## What the exercise asks
Copy each line of the listing below exactly.

(Stored dataset items)
§ §

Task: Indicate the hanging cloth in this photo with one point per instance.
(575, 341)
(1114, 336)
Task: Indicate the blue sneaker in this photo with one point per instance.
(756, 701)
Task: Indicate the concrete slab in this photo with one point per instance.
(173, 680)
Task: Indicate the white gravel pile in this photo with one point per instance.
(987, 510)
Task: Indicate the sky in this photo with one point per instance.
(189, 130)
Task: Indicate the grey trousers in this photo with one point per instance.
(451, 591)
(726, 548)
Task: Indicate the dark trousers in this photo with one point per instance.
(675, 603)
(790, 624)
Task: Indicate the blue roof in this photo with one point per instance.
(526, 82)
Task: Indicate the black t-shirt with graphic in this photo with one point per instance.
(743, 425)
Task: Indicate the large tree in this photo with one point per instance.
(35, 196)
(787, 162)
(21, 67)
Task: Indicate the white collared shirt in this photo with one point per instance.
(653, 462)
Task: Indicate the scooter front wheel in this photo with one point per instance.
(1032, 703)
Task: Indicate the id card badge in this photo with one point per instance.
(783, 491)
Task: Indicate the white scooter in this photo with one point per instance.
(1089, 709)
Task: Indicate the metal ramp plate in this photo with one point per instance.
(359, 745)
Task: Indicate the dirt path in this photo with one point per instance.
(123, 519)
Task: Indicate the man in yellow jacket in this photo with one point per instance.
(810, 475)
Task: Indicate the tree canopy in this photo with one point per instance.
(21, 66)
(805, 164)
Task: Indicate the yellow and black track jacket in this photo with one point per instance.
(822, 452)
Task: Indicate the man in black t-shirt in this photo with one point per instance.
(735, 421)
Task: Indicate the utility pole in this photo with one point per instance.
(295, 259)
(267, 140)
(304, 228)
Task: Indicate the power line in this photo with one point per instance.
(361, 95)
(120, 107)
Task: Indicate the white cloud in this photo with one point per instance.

§ §

## Result
Task: Indicate the hanging cloth in this photo with one point per instance.
(575, 341)
(1114, 336)
Task: Indicate the blue sneaker in this photo with one point per instance.
(756, 701)
Task: Indicate the concrete slab in this photo with one point per instance.
(173, 680)
Task: Indicate the white gravel pile in this photo with one point per instance.
(987, 510)
Task: Indicate the sky in this photo with one point per instance.
(189, 130)
Task: Indicate the grey trousers in this photo with one point per instance.
(451, 591)
(726, 548)
Task: Indicate the dark trousers in this photo with one point per instance.
(675, 603)
(790, 624)
Task: Indicate the blue roof in this photo with one point per instance.
(526, 82)
Task: Indicate the black t-shirt with graphic in this photo with one point per instance.
(743, 425)
Task: Indicate the large tree in this photo with one point per instance.
(35, 196)
(787, 162)
(21, 67)
Task: Indicate the white collared shirt in this photo with one point per instance.
(653, 462)
Task: Indicate the scooter front wheel in this photo with one point per instance.
(1032, 703)
Task: Indicate the id card badge in this photo with one point per instance.
(783, 491)
Task: Indicate the white scooter in this photo with one point per instance.
(1089, 709)
Task: Indicate the metal ramp plate in this photo with one point per instance.
(359, 745)
Task: Indicate the dirt path in this photo with one point per instance.
(123, 519)
Task: Indicate the man in yellow jacket in this photo with one point per instance.
(810, 475)
Task: Indicate the tree canopy in this photo with one point per instance.
(21, 66)
(805, 164)
Task: Indicate the yellow and black track jacket in this photo with one point per instance.
(822, 452)
Task: Indicate the man in black t-shirt in this photo with one point per instance.
(735, 421)
Task: Indicate the utility pole in this photo with one point per instance.
(295, 259)
(267, 140)
(304, 228)
Task: Indicate the power line in this photo with one point per instance.
(361, 95)
(120, 107)
Task: Indicate the white cloud in this photo with one point per instance.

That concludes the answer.